* ENTRIES SHOWN:
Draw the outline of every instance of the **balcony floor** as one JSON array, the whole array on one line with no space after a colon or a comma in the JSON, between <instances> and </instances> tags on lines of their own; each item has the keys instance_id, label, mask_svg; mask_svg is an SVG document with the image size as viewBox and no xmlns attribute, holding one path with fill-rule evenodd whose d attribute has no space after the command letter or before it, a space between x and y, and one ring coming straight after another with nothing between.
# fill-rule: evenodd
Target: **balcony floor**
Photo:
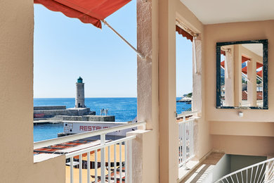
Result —
<instances>
[{"instance_id":1,"label":"balcony floor","mask_svg":"<svg viewBox=\"0 0 274 183\"><path fill-rule=\"evenodd\" d=\"M202 182L224 155L225 153L211 153L180 182L180 183Z\"/></svg>"}]
</instances>

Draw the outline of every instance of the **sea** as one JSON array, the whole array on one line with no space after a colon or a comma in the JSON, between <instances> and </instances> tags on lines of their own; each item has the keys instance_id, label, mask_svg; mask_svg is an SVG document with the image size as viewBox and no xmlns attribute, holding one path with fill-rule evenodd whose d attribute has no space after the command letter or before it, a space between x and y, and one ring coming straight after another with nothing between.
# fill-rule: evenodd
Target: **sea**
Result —
<instances>
[{"instance_id":1,"label":"sea","mask_svg":"<svg viewBox=\"0 0 274 183\"><path fill-rule=\"evenodd\" d=\"M179 100L181 98L177 98ZM74 98L35 98L34 106L65 106L74 107ZM137 98L85 98L86 107L100 115L101 109L107 109L107 115L115 115L115 122L131 121L137 115ZM176 103L177 113L188 111L191 104L184 102ZM57 134L63 132L63 124L40 124L34 126L34 141L42 141L57 137Z\"/></svg>"}]
</instances>

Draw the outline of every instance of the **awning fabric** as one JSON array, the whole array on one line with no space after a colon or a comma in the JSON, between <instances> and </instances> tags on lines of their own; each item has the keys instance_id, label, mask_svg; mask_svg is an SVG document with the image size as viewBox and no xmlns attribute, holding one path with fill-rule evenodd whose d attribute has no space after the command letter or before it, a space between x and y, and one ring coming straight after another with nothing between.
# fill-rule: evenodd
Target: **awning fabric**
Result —
<instances>
[{"instance_id":1,"label":"awning fabric","mask_svg":"<svg viewBox=\"0 0 274 183\"><path fill-rule=\"evenodd\" d=\"M131 0L34 0L48 9L62 12L84 23L102 28L100 20L115 13Z\"/></svg>"},{"instance_id":2,"label":"awning fabric","mask_svg":"<svg viewBox=\"0 0 274 183\"><path fill-rule=\"evenodd\" d=\"M186 39L193 42L193 37L178 25L176 25L176 31L179 34L181 34L183 37L186 37Z\"/></svg>"},{"instance_id":3,"label":"awning fabric","mask_svg":"<svg viewBox=\"0 0 274 183\"><path fill-rule=\"evenodd\" d=\"M226 51L221 50L221 54L226 56Z\"/></svg>"},{"instance_id":4,"label":"awning fabric","mask_svg":"<svg viewBox=\"0 0 274 183\"><path fill-rule=\"evenodd\" d=\"M245 57L244 56L242 56L242 63L244 62L246 62L247 61L250 61L250 59L247 57Z\"/></svg>"},{"instance_id":5,"label":"awning fabric","mask_svg":"<svg viewBox=\"0 0 274 183\"><path fill-rule=\"evenodd\" d=\"M256 66L257 69L259 69L259 68L261 68L261 67L263 66L263 63L259 63L259 62L257 62L256 65Z\"/></svg>"},{"instance_id":6,"label":"awning fabric","mask_svg":"<svg viewBox=\"0 0 274 183\"><path fill-rule=\"evenodd\" d=\"M263 77L263 70L258 71L257 75L259 75L259 77Z\"/></svg>"}]
</instances>

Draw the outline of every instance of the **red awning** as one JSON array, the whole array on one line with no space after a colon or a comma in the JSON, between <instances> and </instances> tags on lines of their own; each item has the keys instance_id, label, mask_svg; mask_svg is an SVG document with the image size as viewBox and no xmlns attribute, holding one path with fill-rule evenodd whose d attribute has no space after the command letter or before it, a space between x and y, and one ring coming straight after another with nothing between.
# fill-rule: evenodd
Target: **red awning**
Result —
<instances>
[{"instance_id":1,"label":"red awning","mask_svg":"<svg viewBox=\"0 0 274 183\"><path fill-rule=\"evenodd\" d=\"M256 63L256 69L259 69L259 68L261 68L263 66L263 63L259 63L259 62Z\"/></svg>"},{"instance_id":2,"label":"red awning","mask_svg":"<svg viewBox=\"0 0 274 183\"><path fill-rule=\"evenodd\" d=\"M176 31L179 34L181 34L183 37L186 37L186 39L190 40L191 42L193 41L193 37L178 25L176 25Z\"/></svg>"},{"instance_id":3,"label":"red awning","mask_svg":"<svg viewBox=\"0 0 274 183\"><path fill-rule=\"evenodd\" d=\"M259 75L259 77L263 77L263 70L258 71L257 75Z\"/></svg>"},{"instance_id":4,"label":"red awning","mask_svg":"<svg viewBox=\"0 0 274 183\"><path fill-rule=\"evenodd\" d=\"M244 68L242 68L242 72L244 72L244 74L247 74L247 67L245 66Z\"/></svg>"},{"instance_id":5,"label":"red awning","mask_svg":"<svg viewBox=\"0 0 274 183\"><path fill-rule=\"evenodd\" d=\"M247 57L245 57L244 56L242 56L242 63L244 62L246 62L247 61L250 61L250 59Z\"/></svg>"},{"instance_id":6,"label":"red awning","mask_svg":"<svg viewBox=\"0 0 274 183\"><path fill-rule=\"evenodd\" d=\"M100 20L115 13L131 0L34 0L48 9L62 12L70 18L76 18L84 23L101 28Z\"/></svg>"},{"instance_id":7,"label":"red awning","mask_svg":"<svg viewBox=\"0 0 274 183\"><path fill-rule=\"evenodd\" d=\"M225 61L221 62L221 65L223 66L223 68L225 68Z\"/></svg>"},{"instance_id":8,"label":"red awning","mask_svg":"<svg viewBox=\"0 0 274 183\"><path fill-rule=\"evenodd\" d=\"M221 54L226 56L226 51L221 50Z\"/></svg>"}]
</instances>

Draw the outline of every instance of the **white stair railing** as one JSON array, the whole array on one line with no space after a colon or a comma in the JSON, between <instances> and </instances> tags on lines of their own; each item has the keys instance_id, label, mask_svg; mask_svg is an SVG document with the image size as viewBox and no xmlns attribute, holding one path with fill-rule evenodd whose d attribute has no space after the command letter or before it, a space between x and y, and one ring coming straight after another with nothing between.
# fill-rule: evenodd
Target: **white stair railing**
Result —
<instances>
[{"instance_id":1,"label":"white stair railing","mask_svg":"<svg viewBox=\"0 0 274 183\"><path fill-rule=\"evenodd\" d=\"M178 115L179 120L179 168L185 166L185 163L194 156L194 121L193 115L197 112L183 112ZM181 120L180 121L180 119Z\"/></svg>"},{"instance_id":2,"label":"white stair railing","mask_svg":"<svg viewBox=\"0 0 274 183\"><path fill-rule=\"evenodd\" d=\"M228 174L214 183L273 183L274 158L271 158Z\"/></svg>"},{"instance_id":3,"label":"white stair railing","mask_svg":"<svg viewBox=\"0 0 274 183\"><path fill-rule=\"evenodd\" d=\"M132 182L131 141L136 136L105 141L105 135L119 130L145 126L145 122L129 123L104 130L37 141L34 149L67 141L100 136L100 144L65 154L66 182Z\"/></svg>"}]
</instances>

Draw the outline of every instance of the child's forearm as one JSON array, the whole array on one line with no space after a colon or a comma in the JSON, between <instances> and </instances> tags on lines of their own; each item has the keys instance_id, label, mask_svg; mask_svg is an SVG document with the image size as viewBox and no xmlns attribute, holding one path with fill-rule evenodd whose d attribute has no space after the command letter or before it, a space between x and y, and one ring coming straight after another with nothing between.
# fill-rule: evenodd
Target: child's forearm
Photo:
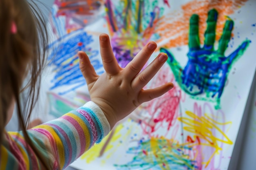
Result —
<instances>
[{"instance_id":1,"label":"child's forearm","mask_svg":"<svg viewBox=\"0 0 256 170\"><path fill-rule=\"evenodd\" d=\"M99 106L90 102L76 111L27 132L37 149L50 161L53 168L59 164L62 169L95 142L99 142L110 131L110 125L104 114ZM11 133L13 138L19 134ZM24 157L27 157L24 155ZM29 163L25 163L29 165Z\"/></svg>"}]
</instances>

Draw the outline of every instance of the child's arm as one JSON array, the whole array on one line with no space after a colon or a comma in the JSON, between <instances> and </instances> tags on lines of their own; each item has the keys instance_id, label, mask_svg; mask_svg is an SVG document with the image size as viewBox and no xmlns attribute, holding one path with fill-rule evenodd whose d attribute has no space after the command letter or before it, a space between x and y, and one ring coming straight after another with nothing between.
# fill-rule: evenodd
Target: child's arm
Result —
<instances>
[{"instance_id":1,"label":"child's arm","mask_svg":"<svg viewBox=\"0 0 256 170\"><path fill-rule=\"evenodd\" d=\"M155 89L142 89L167 59L166 55L160 54L140 73L156 48L155 42L148 43L124 68L117 64L108 36L101 35L100 43L106 71L100 76L96 74L86 54L79 53L80 68L86 79L92 102L76 111L28 130L40 153L49 159L53 169L57 163L62 169L67 167L95 142L99 142L118 121L140 104L161 96L173 86L170 83ZM23 141L18 133L10 134ZM20 148L25 146L22 142L16 143L22 146Z\"/></svg>"}]
</instances>

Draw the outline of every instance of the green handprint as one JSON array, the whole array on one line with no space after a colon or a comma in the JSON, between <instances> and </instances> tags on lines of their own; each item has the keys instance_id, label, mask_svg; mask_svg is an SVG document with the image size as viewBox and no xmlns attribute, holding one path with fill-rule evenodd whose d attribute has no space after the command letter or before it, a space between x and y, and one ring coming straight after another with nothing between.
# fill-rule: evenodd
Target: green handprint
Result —
<instances>
[{"instance_id":1,"label":"green handprint","mask_svg":"<svg viewBox=\"0 0 256 170\"><path fill-rule=\"evenodd\" d=\"M243 55L250 42L250 40L245 40L229 56L224 55L234 25L234 21L229 19L225 23L218 48L215 50L214 44L217 17L218 12L216 9L209 11L204 44L201 47L199 17L196 14L191 16L189 38L189 51L187 54L189 60L184 69L171 52L164 48L160 49L161 52L168 55L168 64L182 89L196 99L217 102L216 109L220 108L220 97L232 64ZM206 97L198 96L204 93L206 94Z\"/></svg>"}]
</instances>

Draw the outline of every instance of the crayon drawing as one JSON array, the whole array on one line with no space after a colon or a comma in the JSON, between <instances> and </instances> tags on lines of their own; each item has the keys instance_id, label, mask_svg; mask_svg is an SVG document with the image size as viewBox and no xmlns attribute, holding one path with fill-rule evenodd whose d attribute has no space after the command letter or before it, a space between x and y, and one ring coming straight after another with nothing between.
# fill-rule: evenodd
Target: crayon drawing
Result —
<instances>
[{"instance_id":1,"label":"crayon drawing","mask_svg":"<svg viewBox=\"0 0 256 170\"><path fill-rule=\"evenodd\" d=\"M227 170L256 68L256 22L247 17L256 14L256 5L254 0L56 0L49 17L55 36L49 46L51 115L90 101L76 53L86 52L103 73L103 33L123 67L156 41L150 61L160 52L168 59L145 88L174 84L118 122L71 166Z\"/></svg>"}]
</instances>

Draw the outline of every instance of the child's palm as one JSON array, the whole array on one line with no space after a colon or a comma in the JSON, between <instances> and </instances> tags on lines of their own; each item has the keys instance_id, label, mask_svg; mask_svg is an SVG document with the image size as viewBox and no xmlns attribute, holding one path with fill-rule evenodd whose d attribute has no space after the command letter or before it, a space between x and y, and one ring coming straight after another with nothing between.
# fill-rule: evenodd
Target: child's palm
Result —
<instances>
[{"instance_id":1,"label":"child's palm","mask_svg":"<svg viewBox=\"0 0 256 170\"><path fill-rule=\"evenodd\" d=\"M170 83L155 89L142 89L167 60L167 56L161 53L140 73L156 48L155 43L148 43L124 68L119 66L107 35L100 36L100 45L106 72L100 76L97 75L88 57L82 52L79 53L80 58L83 56L80 60L80 69L92 101L102 110L111 127L141 103L162 95L173 87Z\"/></svg>"}]
</instances>

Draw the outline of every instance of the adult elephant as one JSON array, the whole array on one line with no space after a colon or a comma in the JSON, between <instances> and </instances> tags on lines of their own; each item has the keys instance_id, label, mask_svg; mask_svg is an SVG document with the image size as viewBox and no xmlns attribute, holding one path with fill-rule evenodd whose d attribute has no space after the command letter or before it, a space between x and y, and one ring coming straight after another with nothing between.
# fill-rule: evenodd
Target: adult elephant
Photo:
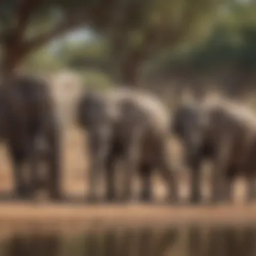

* EXERCISE DIRECTIONS: Quote the records word for word, starting at the line containing "Draw the outline of every instance of the adult" and ending at the end of the records, and leave the pictures out of your answer.

* SOLUTION:
Draw the outline of every instance of the adult elephant as one JSON array, the whole array on one line with no space after a colon or a comma in the JSON, between <instances> and </instances> tags on lines of their own; each item has the keys instance_id, label, mask_svg; mask_svg is an SVG document with the image size as viewBox and no xmlns attribute, holding one path with fill-rule evenodd whose d attribute has no space after the command letter or before it, a space between x and y, and one ring coming straight after another with nothing between.
# fill-rule: evenodd
Target: adult elephant
Photo:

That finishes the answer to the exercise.